TEXTE À LIRE =>

== == ==

Tsunami ?

Publié le par Le général de Richoufftz

À relire de près les commentaires que vous avez eu la gentillesse de m’adresser dernièrement j’éprouve parfois le sentiment d’être à « côté de la plaque ». Une impression de courte durée, malheureusement  suis-je tenté de dire, tant les faits m’apparaissent être têtus…

En quelques jours j’ai été le témoin indirect, comme vous je pense -mais scandalisé en ce qui me concerne- , de faits révoltants par leur violence et leur lâcheté. Ici c’est un de nos concitoyens qui venait de porter aide à une jeune femme et qui est roué de coups, jusqu’à en perdre conscience, par des « jeunes » armée de battes de base-ball et de manche de pioches.
Là c’est un policier féminin qui, tombant dans une véritable embuscade voit sa voiture caillassée par une bande cagoulée ; ce fonctionnaire de police ne doit d’avoir la vie sauve que par l’arrivée de renforts : de justesse ! Ailleurs ce sont de véritables batailles rangées nocturnes opposant forces de l’ordre et une frange de population, toujours la même sans doute, aspirant à en découdre pour se venger des « agressions » dont elle se sentirait victime; autant d’alibis…De véritables combats de rue qui n’osent pas avouer leur nom !  Sans parler des automobilistes pris à partie par une pluie de projectiles depuis une passerelle enjambant une voie rapide ( ! ) ; un « amusement » qui aurait pu se terminer en tragédie.

== == ==

EXTRAITS DE DONNÉES =>
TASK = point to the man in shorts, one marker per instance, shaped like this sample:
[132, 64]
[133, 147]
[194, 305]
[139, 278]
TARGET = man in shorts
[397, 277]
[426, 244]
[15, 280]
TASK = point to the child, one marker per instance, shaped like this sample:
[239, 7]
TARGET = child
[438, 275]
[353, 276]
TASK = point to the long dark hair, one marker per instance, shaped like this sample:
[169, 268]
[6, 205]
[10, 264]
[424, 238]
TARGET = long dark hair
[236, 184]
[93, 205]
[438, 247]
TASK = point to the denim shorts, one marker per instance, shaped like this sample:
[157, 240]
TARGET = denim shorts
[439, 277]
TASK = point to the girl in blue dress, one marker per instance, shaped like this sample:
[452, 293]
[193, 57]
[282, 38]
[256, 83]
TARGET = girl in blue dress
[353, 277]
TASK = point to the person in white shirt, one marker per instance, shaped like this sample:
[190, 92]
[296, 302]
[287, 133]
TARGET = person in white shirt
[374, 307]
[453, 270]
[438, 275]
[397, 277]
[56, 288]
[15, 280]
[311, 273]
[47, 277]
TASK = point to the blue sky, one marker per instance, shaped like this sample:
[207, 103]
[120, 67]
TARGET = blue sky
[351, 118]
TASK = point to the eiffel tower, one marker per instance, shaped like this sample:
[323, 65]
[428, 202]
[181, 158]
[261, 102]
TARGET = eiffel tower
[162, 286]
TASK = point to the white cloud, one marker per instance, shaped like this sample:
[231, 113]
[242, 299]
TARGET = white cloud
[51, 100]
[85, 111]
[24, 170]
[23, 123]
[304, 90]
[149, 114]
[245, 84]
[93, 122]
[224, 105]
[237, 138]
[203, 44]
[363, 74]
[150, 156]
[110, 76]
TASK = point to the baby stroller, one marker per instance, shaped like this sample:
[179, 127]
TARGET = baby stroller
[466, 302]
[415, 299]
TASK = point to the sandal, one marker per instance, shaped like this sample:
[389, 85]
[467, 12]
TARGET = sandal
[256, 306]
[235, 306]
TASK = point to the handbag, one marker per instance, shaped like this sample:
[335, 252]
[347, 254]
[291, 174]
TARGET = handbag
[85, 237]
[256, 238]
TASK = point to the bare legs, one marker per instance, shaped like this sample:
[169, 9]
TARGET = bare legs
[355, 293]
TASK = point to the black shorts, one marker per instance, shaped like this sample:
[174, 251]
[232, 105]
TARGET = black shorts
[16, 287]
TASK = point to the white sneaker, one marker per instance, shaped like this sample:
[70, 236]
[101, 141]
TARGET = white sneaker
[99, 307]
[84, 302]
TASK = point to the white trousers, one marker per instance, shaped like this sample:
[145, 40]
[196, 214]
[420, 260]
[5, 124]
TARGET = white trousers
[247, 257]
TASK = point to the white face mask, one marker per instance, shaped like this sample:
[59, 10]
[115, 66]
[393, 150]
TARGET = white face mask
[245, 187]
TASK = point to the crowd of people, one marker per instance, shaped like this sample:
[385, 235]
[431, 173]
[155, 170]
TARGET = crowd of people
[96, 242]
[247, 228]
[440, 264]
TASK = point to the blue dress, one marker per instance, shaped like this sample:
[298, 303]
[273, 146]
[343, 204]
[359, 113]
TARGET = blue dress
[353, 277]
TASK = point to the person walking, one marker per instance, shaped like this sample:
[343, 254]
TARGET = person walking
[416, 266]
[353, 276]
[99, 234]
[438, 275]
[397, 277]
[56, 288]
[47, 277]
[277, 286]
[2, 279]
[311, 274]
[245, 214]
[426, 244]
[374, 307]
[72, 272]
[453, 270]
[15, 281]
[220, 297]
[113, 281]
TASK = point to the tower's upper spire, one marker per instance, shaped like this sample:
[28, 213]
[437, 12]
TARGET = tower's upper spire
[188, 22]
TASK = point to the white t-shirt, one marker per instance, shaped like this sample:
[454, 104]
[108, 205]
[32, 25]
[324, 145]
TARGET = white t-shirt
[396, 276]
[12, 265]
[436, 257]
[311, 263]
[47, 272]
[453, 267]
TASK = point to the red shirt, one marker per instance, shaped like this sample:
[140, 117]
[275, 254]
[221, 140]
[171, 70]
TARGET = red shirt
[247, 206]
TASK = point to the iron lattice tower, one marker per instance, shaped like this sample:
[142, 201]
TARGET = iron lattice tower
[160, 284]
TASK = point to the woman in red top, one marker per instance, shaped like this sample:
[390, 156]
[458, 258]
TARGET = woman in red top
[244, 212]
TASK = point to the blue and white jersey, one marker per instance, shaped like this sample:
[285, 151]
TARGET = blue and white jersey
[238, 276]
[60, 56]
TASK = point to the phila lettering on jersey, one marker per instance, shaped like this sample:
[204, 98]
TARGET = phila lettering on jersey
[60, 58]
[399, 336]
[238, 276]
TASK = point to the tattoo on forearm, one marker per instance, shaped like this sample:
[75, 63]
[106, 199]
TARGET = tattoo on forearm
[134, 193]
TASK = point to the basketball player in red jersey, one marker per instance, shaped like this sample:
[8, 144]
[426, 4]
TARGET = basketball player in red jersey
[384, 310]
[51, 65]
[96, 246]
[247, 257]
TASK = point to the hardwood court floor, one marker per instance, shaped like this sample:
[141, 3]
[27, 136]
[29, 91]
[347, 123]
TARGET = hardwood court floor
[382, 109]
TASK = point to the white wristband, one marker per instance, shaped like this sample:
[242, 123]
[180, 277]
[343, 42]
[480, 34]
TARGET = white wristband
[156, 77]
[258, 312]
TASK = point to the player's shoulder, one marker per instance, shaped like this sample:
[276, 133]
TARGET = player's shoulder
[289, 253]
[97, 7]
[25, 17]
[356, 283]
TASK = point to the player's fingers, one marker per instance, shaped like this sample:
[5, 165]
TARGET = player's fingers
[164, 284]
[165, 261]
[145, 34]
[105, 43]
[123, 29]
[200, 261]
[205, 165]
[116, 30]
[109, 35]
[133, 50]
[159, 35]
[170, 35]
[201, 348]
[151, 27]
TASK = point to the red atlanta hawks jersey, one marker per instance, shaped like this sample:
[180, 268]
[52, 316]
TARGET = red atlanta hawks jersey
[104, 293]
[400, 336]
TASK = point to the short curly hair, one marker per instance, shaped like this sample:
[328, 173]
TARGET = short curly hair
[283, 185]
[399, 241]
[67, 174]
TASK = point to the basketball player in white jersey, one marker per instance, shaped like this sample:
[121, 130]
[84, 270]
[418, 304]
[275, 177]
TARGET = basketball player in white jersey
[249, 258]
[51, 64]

== == ==

TRAVAIL DEMANDÉ =>
(a) Relevez toutes les expressions placées entre guillemets français (« ») dans le billet « Tsunami ? ».
(b) Recopiez le passage du billet « Tsunami ? » de « Publié le par » à « manche de pioches. ».

RÉPONSES ATTENDUES =>
(a)
« côté de la plaque »
« jeunes »
« agressions »
« amusement »

(b)
Publié le par Le général de Richoufftz

À relire de près les commentaires que vous avez eu la gentillesse de m’adresser dernièrement j’éprouve parfois le sentiment d’être à « côté de la plaque ». Une impression de courte durée, malheureusement  suis-je tenté de dire, tant les faits m’apparaissent être têtus…

En quelques jours j’ai été le témoin indirect, comme vous je pense -mais scandalisé en ce qui me concerne- , de faits révoltants par leur violence et leur lâcheté. Ici c’est un de nos concitoyens qui venait de porter aide à une jeune femme et qui est roué de coups, jusqu’à en perdre conscience, par des « jeunes » armée de battes de base-ball et de manche de pioches.